» **Try it**
Output, exactly and with no pictures, the line that contains "Query: printed photo poster" and every line that comes after it in the data below, the last one included.

Dataset excerpts section start

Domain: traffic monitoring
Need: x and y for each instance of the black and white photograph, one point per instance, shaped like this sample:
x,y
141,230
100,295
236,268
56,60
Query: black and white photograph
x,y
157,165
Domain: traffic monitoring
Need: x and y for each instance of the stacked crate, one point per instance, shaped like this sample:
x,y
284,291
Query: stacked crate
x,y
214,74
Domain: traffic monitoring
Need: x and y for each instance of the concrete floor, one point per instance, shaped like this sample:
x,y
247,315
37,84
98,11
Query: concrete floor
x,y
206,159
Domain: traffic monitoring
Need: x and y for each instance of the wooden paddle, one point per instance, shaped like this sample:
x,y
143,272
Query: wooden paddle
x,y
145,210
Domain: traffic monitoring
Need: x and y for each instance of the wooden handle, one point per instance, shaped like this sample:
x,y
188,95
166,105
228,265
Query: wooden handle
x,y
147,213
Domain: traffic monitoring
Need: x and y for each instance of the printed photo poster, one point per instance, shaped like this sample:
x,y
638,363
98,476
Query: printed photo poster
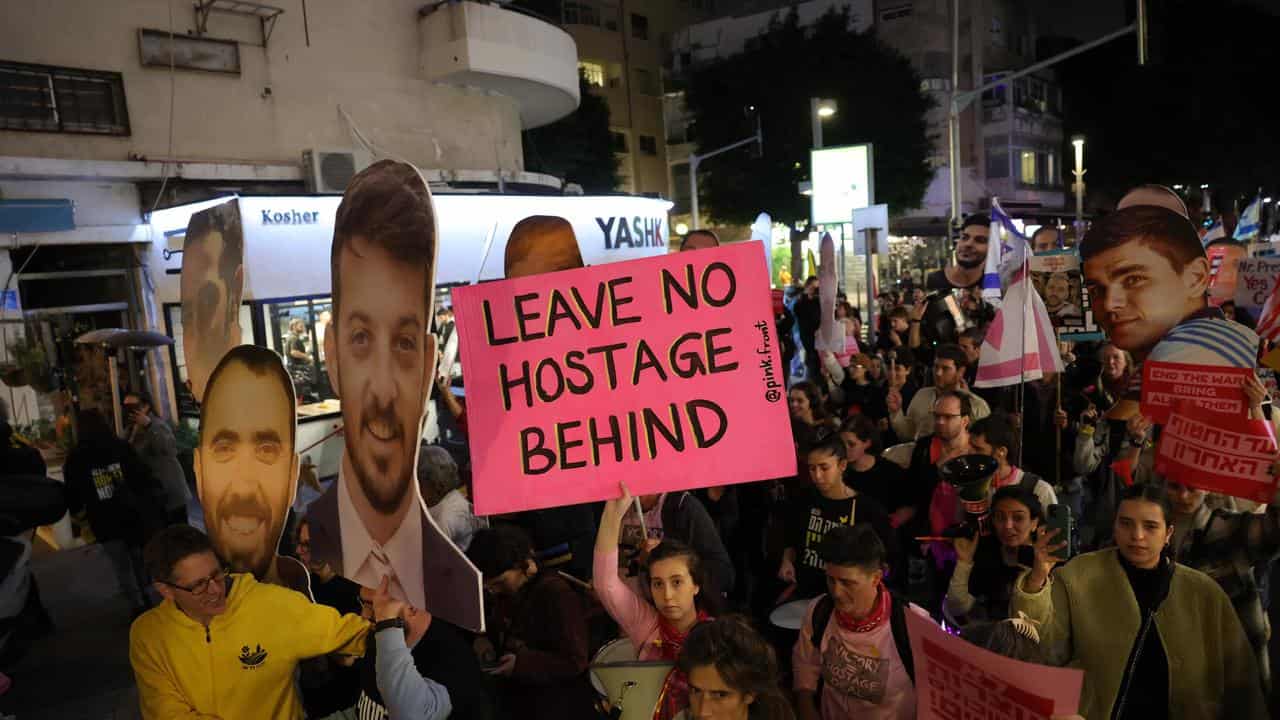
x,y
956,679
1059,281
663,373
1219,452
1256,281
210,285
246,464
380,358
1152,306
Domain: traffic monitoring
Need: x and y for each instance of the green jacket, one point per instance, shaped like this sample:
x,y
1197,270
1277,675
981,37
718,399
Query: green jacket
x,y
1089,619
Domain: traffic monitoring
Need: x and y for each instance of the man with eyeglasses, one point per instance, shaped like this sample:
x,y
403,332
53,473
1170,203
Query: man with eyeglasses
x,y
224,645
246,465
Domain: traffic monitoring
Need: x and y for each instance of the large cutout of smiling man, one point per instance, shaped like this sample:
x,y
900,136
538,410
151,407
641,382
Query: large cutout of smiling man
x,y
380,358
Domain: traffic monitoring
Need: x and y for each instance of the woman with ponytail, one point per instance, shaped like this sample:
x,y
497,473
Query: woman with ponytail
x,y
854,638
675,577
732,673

Dataset excerpts section end

» **Response below**
Query: printed photo poster
x,y
956,679
1059,281
663,373
1219,452
1256,281
210,285
246,464
380,358
1152,306
Domain: traffic monitoring
Need: x and y for each instance of the green jacket, one point per instance, shaped like this sample:
x,y
1197,270
1277,675
981,37
718,399
Query: green jacket
x,y
1089,619
Domain: traffic monitoring
Need: x and y for each instance of the man with eyeglasses, one point per instance, shaped like this sample:
x,y
403,332
53,473
1170,203
Query: man with eyeglasses
x,y
224,645
246,465
Domain: traffic monitoring
Need: x and y for each instance of the large cutout of smiling man, one point per instance, shaped like this sample:
x,y
900,136
538,410
151,407
641,382
Query: large cutout of smiling man
x,y
380,358
Domain: traffic monitoring
Need: x and y for each instance of the woman with ponytail, one point per instance, shaped like this sample:
x,y
497,473
Query: woman with ponytail
x,y
854,638
675,577
732,673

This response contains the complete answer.